#### [What is required]
Your reply is to be the lines below, exactly as written, with images omitted.

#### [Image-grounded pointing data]
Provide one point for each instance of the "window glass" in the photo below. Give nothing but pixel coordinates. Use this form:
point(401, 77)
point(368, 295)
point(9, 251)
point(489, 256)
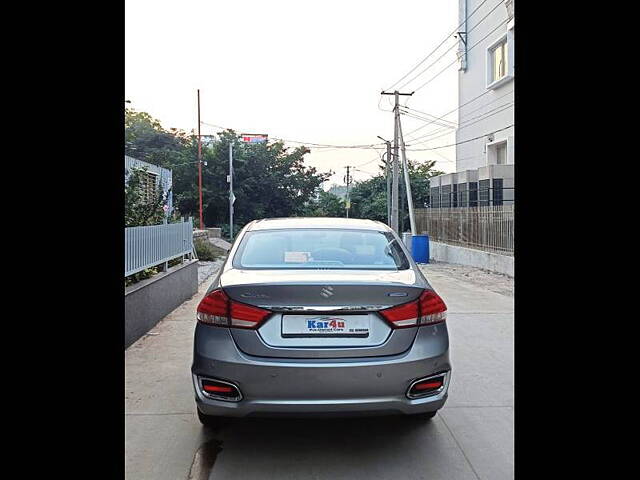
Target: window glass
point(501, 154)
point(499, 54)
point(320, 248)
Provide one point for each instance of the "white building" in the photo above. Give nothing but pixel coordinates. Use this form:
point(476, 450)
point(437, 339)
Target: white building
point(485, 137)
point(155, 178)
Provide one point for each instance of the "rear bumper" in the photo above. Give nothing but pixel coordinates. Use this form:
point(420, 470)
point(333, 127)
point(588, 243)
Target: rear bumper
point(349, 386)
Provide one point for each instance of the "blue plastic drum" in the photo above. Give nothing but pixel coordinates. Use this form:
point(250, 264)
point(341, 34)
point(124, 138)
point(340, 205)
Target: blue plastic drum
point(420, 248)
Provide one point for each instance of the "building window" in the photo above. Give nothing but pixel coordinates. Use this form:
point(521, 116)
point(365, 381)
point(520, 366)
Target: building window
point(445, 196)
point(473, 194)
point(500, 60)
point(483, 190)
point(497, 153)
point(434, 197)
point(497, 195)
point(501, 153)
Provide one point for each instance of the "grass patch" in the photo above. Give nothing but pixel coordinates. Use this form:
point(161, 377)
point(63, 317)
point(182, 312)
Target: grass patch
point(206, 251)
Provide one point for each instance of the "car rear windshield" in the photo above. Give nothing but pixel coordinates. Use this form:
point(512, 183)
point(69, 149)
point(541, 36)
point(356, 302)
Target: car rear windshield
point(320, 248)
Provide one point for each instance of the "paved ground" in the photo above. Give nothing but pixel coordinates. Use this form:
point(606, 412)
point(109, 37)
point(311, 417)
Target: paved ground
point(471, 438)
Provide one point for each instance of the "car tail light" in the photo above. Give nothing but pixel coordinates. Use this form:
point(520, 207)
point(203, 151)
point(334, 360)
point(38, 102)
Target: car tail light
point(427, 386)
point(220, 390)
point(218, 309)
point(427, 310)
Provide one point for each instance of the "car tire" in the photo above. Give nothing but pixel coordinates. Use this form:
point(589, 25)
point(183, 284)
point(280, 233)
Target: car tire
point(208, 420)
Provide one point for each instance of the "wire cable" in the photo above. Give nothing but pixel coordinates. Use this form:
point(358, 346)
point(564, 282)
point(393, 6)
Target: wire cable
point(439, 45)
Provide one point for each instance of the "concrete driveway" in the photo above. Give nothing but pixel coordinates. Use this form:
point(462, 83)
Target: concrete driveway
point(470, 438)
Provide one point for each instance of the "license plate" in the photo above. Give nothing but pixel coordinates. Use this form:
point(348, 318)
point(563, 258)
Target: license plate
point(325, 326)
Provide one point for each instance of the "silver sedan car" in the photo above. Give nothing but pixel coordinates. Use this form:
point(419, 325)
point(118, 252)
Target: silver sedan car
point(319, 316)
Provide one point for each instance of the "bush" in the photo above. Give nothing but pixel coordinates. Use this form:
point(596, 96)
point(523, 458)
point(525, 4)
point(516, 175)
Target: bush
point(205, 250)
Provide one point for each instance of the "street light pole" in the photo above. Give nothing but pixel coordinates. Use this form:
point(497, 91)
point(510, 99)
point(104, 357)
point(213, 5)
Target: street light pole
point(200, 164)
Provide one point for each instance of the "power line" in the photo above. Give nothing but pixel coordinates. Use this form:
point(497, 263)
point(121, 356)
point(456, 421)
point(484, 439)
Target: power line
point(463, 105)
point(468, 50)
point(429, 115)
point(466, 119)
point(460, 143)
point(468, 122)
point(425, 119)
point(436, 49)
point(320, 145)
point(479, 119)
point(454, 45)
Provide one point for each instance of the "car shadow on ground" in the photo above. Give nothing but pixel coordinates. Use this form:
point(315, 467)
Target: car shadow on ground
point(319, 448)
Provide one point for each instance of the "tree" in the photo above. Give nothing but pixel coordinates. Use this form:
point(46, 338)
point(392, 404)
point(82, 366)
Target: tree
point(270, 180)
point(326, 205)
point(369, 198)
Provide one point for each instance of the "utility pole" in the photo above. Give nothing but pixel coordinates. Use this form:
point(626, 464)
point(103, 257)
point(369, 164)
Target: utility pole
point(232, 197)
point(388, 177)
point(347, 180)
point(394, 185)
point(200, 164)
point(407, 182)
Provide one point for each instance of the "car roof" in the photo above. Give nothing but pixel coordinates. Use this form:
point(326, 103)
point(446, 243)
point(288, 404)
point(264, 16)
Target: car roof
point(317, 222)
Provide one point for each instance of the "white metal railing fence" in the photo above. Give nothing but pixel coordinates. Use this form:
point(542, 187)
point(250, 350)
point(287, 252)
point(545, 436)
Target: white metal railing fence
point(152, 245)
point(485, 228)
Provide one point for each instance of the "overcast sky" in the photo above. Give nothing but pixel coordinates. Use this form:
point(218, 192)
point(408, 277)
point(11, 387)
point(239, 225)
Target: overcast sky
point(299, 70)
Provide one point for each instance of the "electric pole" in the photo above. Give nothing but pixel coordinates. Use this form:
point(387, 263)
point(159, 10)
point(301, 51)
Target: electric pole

#### [Written response]
Provide one point for each instance of the "window glass" in the photo below. Give nothing but pixel coordinates. Use this form:
point(401, 77)
point(368, 295)
point(9, 251)
point(489, 256)
Target: window glass
point(501, 154)
point(499, 54)
point(320, 248)
Provide one point for each instance of the "white building" in the photo above. Give nothing but pixel coordinates. Use this form:
point(476, 450)
point(437, 339)
Target: white building
point(485, 137)
point(155, 178)
Provide one point for each instance of the "rear bumper" in the photo above. Give nothing but pixel coordinates. Use this form:
point(420, 470)
point(333, 127)
point(588, 243)
Target: rear bumper
point(349, 386)
Provide one point for each instance of the "blue plastic drum" in the photo above. Give nothing but pixel coordinates. Use this form:
point(250, 264)
point(341, 34)
point(124, 138)
point(340, 205)
Target: blue plastic drum
point(420, 248)
Provide one point for each instance of the "building window" in the photo above. Give nothing but pixel coordinates. Use this form:
point(521, 116)
point(365, 381)
point(520, 366)
Target: building window
point(445, 196)
point(473, 194)
point(500, 60)
point(483, 190)
point(497, 153)
point(434, 197)
point(497, 195)
point(501, 153)
Provide one point for each instance of the "grass patch" in the photo above. Give nothing but pixel coordinates. Use this form:
point(161, 377)
point(63, 317)
point(182, 312)
Target: grass patch
point(206, 251)
Provide one point for each instance of the "car rear windshield" in the photo above. Give nothing but pixel coordinates. Use this form:
point(512, 183)
point(69, 149)
point(541, 36)
point(356, 302)
Target: car rear windshield
point(320, 248)
Provide one point for each instance of the "paved ground" in the photo above. Give nothing but pixel coordinates. Use this form:
point(606, 412)
point(109, 37)
point(311, 417)
Target: paved ground
point(471, 438)
Provide one point for each instance of the "car tail light" in the photo above. Give nothing but pixel coordinates. Use this form:
point(520, 207)
point(203, 151)
point(334, 360)
point(38, 102)
Target: car tail light
point(427, 386)
point(220, 390)
point(218, 309)
point(427, 310)
Provide one point for each instance of the "car tire" in the photo above. Give nothing but pixel coordinates. Use this form:
point(589, 25)
point(183, 284)
point(280, 233)
Target: car tire
point(208, 420)
Provide one point for each instance of the "wire cable" in the photo above. Give nothing but pixel coordinates. Use this form:
point(358, 346)
point(564, 282)
point(393, 6)
Target: wire cable
point(439, 45)
Provide one point for each instance of the "concrete driveway" in the photo above. Give nothing but pixel coordinates. Use this form:
point(462, 83)
Target: concrete driveway
point(470, 438)
Provide one point for each instance of the "license plate" in the photo above. Give nothing but pixel coordinates. Use this form:
point(348, 318)
point(563, 258)
Target: license plate
point(325, 326)
Provide one point for each instance of the "silver sedan car" in the photo above. Give nothing but pixel coordinates. Use this form:
point(419, 325)
point(118, 252)
Target: silver sedan car
point(319, 316)
Provide one point for each instance of the "bush" in the photo above. Give nothing but pixel coordinates. Use this form:
point(596, 96)
point(523, 458)
point(525, 4)
point(516, 175)
Target: bush
point(205, 250)
Provide one point for each instance of the "street light pole" in the photo above. Give nothing but pixel coordinates. Use this form:
point(497, 91)
point(510, 99)
point(104, 357)
point(213, 5)
Target: street light pole
point(200, 164)
Provide one point for each instance of the "power line" in the photo above. Give nothing but pixel coordinates. Use this form:
point(497, 263)
point(121, 356)
point(456, 421)
point(484, 439)
Target: power line
point(463, 105)
point(468, 50)
point(429, 115)
point(466, 119)
point(460, 143)
point(468, 122)
point(425, 119)
point(436, 49)
point(320, 145)
point(479, 119)
point(454, 45)
Provide one point for each instance of the "car shadow on ground" in the photo above. Give nothing but pixel coordinates. Use this form:
point(315, 467)
Target: car shadow on ground
point(319, 448)
Provide one point for each instance of the "tree" in the photo above. Give nothing but pixel coordinates. Use this form:
point(46, 338)
point(392, 404)
point(82, 366)
Target: tree
point(270, 180)
point(326, 205)
point(369, 198)
Provide one point for each instance of the "utility pole" in the photo above. Give nothing but pixel coordinates. Use this form:
point(626, 464)
point(103, 257)
point(369, 164)
Target: utility pole
point(232, 197)
point(388, 177)
point(347, 180)
point(394, 185)
point(200, 164)
point(407, 182)
Provide one point for each instance of the "car roof" in the photo above. Give nothing but pixel coordinates. Use this form:
point(326, 103)
point(446, 243)
point(288, 404)
point(264, 16)
Target: car roof
point(317, 222)
Provide one point for each instance of the "white metal railing fence" in the photo above. Give nothing but pixel coordinates. Use this form:
point(542, 187)
point(250, 350)
point(287, 252)
point(545, 436)
Target: white metal railing fence
point(152, 245)
point(485, 228)
Provide one point for each instance of the "overcast sky" in the photo above. Give nothing but pixel coordinates. Use this form:
point(218, 192)
point(408, 277)
point(11, 387)
point(239, 225)
Target: overcast sky
point(299, 70)
Provide one point for each instance of the "electric pole" in the photo above. Give nothing but pixel coordinates. Use this form:
point(387, 263)
point(159, 10)
point(301, 51)
Target: electric pole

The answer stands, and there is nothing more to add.